Problem requirements:
The answer must consist of every line in the records below that contains the string "person".

Material provided:
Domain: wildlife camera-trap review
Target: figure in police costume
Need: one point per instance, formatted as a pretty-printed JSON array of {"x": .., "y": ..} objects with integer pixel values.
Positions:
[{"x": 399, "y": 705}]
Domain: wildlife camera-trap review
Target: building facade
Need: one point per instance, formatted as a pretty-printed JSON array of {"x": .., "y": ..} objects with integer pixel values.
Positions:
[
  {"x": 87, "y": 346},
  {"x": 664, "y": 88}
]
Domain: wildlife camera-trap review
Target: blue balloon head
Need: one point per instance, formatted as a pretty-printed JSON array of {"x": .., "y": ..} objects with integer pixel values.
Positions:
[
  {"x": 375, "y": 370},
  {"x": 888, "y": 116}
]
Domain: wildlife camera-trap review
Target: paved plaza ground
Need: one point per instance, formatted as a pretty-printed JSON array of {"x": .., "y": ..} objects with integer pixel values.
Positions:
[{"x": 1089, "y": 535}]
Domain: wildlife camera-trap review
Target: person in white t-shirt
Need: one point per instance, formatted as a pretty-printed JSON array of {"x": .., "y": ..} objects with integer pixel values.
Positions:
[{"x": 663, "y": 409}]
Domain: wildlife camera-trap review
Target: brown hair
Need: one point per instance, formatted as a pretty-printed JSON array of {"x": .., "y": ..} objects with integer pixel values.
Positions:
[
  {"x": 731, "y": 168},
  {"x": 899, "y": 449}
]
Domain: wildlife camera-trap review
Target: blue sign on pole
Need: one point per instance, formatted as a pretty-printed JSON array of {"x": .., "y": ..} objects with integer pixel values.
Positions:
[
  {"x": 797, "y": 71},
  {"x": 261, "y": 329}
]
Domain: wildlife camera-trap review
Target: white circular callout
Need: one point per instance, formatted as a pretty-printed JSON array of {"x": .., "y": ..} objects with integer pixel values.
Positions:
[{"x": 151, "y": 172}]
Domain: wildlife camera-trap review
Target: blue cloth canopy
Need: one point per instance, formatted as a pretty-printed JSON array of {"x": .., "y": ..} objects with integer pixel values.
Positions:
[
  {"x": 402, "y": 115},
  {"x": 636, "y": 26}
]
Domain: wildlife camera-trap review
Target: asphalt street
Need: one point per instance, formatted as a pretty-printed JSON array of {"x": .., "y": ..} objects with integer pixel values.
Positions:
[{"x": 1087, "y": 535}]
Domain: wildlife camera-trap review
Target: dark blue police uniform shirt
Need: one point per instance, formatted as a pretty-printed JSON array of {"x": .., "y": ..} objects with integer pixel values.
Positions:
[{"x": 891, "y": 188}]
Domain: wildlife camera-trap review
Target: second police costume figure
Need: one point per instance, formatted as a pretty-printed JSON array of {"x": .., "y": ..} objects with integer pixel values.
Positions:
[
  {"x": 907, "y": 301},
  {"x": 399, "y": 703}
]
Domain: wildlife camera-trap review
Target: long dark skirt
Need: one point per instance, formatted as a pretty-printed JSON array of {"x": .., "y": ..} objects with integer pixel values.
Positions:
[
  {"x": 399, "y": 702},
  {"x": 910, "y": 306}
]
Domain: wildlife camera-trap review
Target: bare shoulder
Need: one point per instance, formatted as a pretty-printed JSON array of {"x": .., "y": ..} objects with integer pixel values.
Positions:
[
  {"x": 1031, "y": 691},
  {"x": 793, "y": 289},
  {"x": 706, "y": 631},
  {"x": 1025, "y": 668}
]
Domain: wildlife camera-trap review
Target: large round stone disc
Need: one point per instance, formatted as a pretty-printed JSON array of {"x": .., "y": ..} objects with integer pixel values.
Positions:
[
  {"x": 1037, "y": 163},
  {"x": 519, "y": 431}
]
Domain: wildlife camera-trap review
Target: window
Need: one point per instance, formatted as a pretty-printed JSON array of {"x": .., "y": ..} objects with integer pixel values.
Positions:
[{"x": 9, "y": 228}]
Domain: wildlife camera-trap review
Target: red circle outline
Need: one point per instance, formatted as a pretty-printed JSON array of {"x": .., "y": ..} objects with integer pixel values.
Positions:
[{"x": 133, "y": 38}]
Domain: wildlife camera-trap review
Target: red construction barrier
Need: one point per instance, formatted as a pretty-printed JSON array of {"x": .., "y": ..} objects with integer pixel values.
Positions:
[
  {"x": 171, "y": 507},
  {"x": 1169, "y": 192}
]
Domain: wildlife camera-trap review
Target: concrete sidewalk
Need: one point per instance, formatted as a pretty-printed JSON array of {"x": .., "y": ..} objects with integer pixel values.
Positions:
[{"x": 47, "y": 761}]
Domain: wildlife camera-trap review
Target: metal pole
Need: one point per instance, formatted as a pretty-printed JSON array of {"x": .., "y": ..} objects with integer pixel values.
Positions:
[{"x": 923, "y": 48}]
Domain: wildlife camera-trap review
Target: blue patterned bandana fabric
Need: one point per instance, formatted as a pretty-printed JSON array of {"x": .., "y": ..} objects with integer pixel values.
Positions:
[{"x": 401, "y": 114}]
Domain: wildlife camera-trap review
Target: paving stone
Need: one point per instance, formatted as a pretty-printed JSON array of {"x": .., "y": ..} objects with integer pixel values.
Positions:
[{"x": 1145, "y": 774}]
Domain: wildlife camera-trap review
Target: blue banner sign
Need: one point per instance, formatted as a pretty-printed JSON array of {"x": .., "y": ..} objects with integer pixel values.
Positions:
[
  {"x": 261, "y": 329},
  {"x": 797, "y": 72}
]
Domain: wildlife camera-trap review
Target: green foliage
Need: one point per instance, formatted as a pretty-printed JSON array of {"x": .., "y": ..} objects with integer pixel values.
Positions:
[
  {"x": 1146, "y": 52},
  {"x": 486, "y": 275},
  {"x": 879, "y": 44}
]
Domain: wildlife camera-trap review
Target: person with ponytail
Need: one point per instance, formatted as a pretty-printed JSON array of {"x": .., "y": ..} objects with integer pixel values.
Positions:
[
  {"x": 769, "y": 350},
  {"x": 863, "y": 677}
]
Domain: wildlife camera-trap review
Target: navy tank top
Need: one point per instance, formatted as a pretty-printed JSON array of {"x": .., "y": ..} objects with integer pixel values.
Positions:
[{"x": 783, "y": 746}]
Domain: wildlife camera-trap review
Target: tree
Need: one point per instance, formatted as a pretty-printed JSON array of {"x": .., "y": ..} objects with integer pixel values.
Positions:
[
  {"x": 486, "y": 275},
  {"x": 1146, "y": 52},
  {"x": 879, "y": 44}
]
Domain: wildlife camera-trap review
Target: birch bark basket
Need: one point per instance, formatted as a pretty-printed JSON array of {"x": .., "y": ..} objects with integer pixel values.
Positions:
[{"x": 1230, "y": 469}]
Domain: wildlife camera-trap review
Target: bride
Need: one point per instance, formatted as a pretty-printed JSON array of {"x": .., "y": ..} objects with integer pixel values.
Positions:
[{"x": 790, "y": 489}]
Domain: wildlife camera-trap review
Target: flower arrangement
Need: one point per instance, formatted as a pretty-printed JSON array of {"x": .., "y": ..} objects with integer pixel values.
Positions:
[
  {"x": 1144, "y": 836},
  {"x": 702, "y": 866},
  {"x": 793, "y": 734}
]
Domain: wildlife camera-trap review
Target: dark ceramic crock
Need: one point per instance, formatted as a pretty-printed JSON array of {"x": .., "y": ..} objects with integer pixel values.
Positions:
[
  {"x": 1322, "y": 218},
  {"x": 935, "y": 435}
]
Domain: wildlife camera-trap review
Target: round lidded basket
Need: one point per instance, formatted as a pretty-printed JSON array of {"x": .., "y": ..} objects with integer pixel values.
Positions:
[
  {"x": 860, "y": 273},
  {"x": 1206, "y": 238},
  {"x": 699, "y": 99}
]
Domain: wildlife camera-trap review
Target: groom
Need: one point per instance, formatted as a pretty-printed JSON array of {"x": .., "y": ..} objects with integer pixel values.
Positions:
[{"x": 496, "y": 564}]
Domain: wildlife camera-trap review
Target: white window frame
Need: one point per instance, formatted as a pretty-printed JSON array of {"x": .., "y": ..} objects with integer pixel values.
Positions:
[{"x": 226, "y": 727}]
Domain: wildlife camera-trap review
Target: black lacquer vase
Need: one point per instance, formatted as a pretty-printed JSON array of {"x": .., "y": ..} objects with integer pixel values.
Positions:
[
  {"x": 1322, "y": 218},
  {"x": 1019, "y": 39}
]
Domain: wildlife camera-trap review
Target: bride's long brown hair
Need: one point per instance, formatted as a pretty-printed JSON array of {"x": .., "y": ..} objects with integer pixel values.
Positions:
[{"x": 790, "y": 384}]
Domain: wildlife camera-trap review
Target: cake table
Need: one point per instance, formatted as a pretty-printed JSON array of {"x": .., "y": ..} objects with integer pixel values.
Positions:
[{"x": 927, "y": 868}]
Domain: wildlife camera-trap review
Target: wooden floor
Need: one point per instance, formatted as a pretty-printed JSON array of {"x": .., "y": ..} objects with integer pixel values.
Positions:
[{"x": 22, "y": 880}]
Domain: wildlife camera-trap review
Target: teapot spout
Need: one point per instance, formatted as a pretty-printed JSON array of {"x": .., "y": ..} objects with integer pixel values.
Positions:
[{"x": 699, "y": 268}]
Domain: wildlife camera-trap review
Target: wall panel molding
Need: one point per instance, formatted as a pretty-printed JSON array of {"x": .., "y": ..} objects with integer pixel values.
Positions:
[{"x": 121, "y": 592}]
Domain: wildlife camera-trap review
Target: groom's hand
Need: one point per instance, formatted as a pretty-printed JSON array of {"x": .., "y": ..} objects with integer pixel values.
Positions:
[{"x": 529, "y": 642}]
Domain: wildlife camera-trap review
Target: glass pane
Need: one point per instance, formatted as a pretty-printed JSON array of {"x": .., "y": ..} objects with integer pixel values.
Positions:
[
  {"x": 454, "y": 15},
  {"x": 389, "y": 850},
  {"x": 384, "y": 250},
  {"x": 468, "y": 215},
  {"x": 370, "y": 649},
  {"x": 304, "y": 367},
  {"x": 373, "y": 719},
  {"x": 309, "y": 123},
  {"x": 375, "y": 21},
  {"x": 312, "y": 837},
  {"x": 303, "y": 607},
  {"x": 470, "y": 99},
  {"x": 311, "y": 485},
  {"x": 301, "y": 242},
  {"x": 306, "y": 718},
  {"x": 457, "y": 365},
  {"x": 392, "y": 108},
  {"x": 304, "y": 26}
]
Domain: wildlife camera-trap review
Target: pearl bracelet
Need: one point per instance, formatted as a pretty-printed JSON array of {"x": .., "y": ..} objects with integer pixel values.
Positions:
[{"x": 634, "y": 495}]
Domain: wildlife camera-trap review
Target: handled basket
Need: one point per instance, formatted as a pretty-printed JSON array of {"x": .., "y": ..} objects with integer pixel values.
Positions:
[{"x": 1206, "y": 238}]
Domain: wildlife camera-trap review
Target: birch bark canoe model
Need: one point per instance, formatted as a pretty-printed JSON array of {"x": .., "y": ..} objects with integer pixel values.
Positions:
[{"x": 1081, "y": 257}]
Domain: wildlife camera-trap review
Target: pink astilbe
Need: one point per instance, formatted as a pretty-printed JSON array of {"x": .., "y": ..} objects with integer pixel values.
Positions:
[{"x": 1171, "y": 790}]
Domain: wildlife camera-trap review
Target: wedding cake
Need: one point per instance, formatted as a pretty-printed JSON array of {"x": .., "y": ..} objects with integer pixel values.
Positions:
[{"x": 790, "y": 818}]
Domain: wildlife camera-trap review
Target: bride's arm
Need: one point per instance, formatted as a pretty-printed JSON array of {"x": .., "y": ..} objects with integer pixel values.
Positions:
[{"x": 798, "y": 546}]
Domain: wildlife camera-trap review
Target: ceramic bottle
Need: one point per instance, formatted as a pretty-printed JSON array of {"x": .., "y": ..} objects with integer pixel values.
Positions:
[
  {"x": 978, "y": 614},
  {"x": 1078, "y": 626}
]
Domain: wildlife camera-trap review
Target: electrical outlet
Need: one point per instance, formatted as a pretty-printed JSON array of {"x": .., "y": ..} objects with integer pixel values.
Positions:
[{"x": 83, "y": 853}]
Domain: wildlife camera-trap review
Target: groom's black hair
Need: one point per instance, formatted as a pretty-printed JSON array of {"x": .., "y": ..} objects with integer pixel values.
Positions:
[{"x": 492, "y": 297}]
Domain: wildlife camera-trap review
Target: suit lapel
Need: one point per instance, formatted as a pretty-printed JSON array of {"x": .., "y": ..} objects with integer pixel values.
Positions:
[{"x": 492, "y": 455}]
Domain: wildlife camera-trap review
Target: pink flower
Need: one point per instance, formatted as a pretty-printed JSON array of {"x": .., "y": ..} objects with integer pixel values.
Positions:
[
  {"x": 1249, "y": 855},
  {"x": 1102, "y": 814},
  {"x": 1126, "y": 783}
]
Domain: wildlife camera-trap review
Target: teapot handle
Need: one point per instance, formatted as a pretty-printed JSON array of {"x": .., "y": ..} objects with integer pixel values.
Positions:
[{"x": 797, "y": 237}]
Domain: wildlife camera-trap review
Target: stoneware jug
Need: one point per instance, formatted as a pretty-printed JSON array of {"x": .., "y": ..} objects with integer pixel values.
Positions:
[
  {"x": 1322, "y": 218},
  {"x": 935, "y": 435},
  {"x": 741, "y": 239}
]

Answer area:
Target: person in white t-shirt
Target: person with ponytail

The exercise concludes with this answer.